Passage shown
# # # #
# Free Book Finds (July 2013) - Please, NO Self Promotion Please



## Ann in Arlington (Oct 27, 2008)

Post your free* book finds here. *No self-promotion please!*

Click here for the June 2013 thread.

This thread is for members to post your Free book finds, no self-promotion please. Posts about your own books will be removed. And please do not link through other sites: use KBoards affiliate links (link-maker above) or generic Amazon links. 

If you have a book of your own to promote, you may start a thread all your own in the Book Bazaar to promote your book, to post news and to talk to your fans! Of course, you may also list the book in your Avatar and signature. And you may list your temporarily free books in our Links to Free Books thread. Thanks!

Tip: typing in the title in addition to including the cover helps when doing searches!

We generally try to keep this thread on topic with book posts only, off-topic posts will be "pruned"! This helps members who use the "new post" indicator or who have subscribed to the thread. Thanks for your cooperation!

Ann & Betsy
Book Bazaar Moderators

**buyer beware: though books are free when posted here, prices on Amazon can change without warning so be sure to look before you click!
**international members: these books are free in the US, but may not be free in your country. Again, be sure to look before you click*


----------



## Ann in Arlington (Oct 27, 2008)

Just got a notice about this from ereaderiq. No idea how long it'll stay free. . .but it was on my wish list so I snapped it up.


----------



## Ann in Arlington (Oct 27, 2008)

And customers also bought: 

Which is also free.


----------



## The Hooded Claw (Oct 12, 2009)

Panzer Tactics: German Small-Unit Armor Tactics in World War 2, by Wolfgang Schnieder

These free Stackpole books don't usually last long, so grab it if you want it. And it is no longer free....


----------



## D/W (Dec 29, 2010)

FREE TODAY: Joshua

*Description:* He had to keep moving, that the man instinctively knew. He had to get away, from the rioting, the lawlessness, the killing. Away from the brutal gangs that ruled the highways. Then there was the boy that he found along the way, an orphan with no place to go. He couldn't leave the child behind; that would be murder. Together they had to make their way across the razed landscape of post collapse America, west to where there was safety, a chance to begin again. If only they survived the journey.



post-apocalyptic​


----------



## Meemo (Oct 27, 2008)
# # # #
Aim of the task
Decide whether each statement agrees with the free book thread above. Answer yes or no for each, and quote the words from the thread that decide it.
(a) Members are allowed to post about their own books in this thread.
(b) A book posted here as free in the US will be free in every country.
(c) Posts that are off topic may be removed from the thread.
# # # #
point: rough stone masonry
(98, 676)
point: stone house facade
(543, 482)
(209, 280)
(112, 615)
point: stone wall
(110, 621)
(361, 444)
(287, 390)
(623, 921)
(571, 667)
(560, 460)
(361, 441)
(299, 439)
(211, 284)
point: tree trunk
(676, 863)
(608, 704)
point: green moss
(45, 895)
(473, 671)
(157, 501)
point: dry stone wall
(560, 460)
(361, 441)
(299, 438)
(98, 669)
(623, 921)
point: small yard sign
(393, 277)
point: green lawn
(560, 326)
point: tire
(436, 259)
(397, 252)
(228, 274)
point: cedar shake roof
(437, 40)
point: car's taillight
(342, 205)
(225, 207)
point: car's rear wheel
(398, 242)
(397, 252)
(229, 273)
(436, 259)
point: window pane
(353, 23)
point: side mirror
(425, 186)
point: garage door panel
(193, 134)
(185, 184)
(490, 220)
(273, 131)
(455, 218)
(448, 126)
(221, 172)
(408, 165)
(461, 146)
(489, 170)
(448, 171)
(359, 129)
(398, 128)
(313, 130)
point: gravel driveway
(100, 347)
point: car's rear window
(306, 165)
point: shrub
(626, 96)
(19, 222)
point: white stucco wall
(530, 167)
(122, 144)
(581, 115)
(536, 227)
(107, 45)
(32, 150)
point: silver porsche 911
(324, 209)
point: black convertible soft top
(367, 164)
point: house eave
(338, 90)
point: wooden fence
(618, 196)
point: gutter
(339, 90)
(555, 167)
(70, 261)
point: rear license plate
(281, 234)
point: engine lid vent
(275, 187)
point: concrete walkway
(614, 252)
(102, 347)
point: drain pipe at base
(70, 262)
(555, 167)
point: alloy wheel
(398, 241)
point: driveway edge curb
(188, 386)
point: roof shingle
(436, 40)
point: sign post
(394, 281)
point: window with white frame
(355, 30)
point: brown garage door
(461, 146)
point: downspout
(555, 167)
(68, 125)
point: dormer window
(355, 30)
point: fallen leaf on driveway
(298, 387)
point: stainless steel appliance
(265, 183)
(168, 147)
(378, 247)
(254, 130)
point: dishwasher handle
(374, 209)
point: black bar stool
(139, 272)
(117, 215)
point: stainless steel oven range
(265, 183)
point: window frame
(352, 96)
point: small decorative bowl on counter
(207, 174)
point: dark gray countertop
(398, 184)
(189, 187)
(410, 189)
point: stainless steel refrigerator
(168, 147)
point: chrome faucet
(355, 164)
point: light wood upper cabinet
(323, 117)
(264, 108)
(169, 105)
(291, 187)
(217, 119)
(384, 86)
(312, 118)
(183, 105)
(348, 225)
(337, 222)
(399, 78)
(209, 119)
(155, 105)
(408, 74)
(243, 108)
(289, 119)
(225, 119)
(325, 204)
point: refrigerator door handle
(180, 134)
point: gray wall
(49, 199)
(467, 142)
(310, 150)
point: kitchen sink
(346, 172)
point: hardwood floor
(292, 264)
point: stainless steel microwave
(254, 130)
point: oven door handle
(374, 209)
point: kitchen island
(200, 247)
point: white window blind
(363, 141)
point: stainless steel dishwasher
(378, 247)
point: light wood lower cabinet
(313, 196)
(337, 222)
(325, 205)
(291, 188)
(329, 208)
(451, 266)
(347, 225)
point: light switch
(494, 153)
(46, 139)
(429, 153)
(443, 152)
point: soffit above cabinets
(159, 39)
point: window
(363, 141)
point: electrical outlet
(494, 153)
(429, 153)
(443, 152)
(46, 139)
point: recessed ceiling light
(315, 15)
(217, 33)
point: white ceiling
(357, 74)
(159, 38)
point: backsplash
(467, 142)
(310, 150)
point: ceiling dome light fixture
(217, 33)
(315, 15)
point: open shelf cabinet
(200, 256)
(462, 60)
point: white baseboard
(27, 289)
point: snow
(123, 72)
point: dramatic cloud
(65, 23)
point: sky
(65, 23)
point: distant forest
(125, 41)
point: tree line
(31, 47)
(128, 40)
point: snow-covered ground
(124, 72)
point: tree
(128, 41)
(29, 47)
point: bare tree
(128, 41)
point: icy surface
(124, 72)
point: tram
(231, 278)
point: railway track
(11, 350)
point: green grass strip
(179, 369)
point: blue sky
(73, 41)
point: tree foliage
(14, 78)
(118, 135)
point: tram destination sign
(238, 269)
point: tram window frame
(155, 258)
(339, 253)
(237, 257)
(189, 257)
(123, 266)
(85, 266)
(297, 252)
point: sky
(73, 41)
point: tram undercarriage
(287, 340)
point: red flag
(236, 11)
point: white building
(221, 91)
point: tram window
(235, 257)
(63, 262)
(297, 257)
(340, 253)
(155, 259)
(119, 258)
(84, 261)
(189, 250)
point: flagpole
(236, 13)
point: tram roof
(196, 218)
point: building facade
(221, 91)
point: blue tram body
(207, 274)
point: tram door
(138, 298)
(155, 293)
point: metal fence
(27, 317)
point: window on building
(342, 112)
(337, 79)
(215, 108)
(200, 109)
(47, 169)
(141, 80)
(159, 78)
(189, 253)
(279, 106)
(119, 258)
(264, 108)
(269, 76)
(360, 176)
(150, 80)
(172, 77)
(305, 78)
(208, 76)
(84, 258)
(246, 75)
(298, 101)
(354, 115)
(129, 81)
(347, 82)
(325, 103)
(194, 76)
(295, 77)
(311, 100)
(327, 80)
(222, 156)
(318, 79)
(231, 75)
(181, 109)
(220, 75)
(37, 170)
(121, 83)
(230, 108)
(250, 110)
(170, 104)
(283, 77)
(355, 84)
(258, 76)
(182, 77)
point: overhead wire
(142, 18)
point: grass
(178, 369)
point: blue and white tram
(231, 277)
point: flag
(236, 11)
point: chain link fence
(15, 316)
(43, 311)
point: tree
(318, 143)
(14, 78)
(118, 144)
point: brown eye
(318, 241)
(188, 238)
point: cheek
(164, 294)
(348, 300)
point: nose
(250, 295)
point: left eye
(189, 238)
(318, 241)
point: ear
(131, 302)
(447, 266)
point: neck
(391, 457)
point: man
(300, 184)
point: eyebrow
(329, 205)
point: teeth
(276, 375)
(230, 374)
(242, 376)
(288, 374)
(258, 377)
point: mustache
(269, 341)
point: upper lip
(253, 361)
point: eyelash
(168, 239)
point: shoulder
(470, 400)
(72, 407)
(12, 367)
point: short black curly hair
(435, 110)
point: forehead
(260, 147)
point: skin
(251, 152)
# # # #
Response to the exercise
(a) No: "Posts about your own books will be removed."
(b) No: "these books are free in the US, but may not be free in your country."
(c) Yes: "off-topic posts will be "pruned"!"